<<<<
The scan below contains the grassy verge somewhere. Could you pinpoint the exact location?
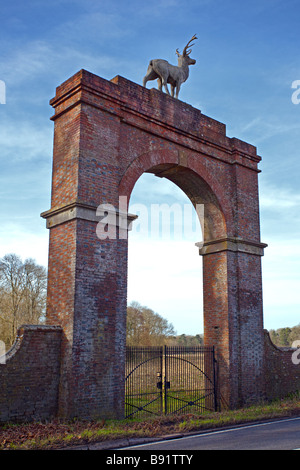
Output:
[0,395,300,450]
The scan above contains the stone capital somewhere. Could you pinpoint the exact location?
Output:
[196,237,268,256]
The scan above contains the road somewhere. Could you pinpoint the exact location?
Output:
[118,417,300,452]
>>>>
<<<<
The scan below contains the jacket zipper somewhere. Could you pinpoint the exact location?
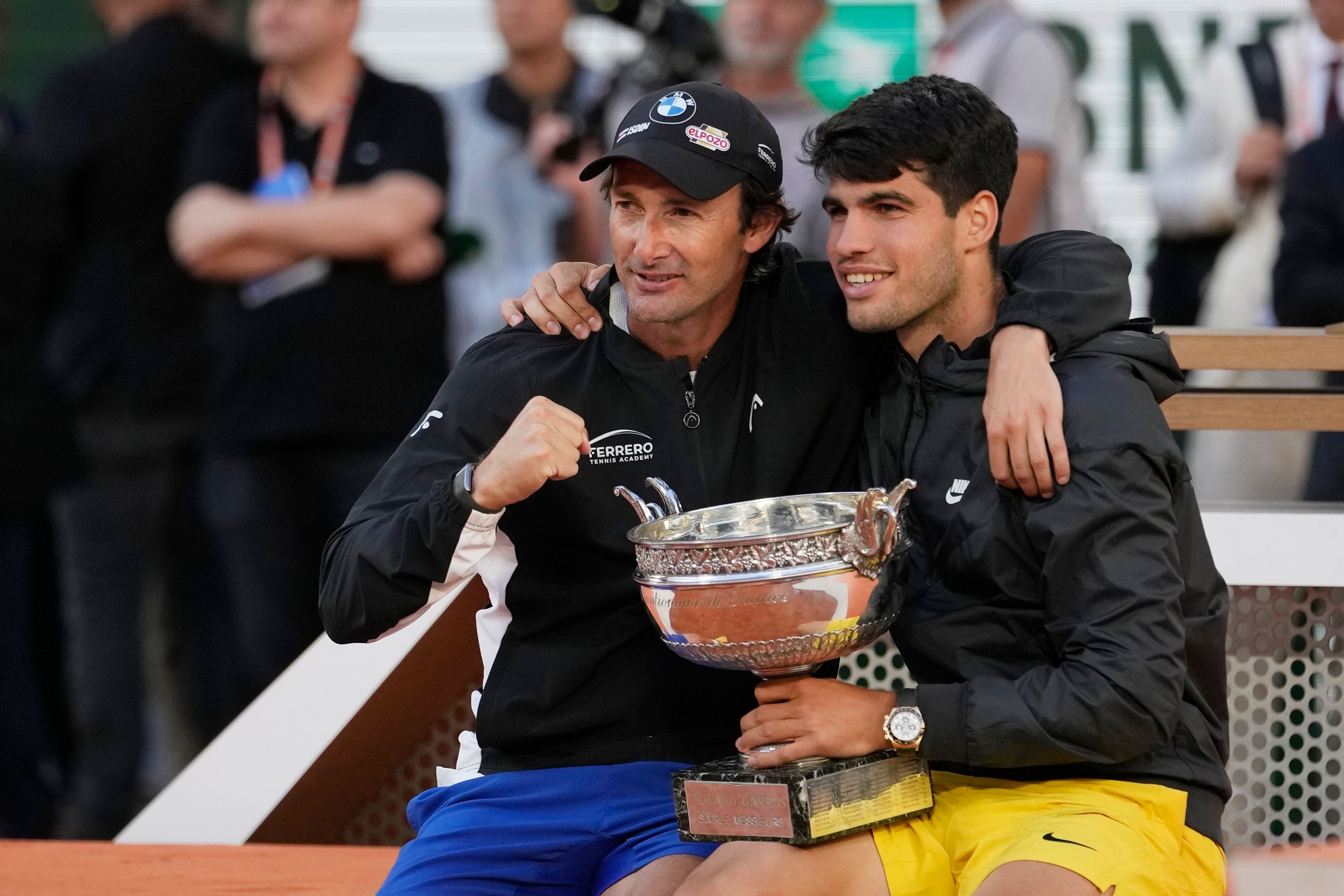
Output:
>>>>
**THE EXERCISE**
Reproduce the stretch of the listing from the line containing "The scan above contains the road" through the line containing "[118,417,300,452]", both ends included, character for character and with nothing else.

**THE SOLUTION**
The scan above contains the road somewhere. Could you pinpoint the exact location?
Output:
[118,417,300,452]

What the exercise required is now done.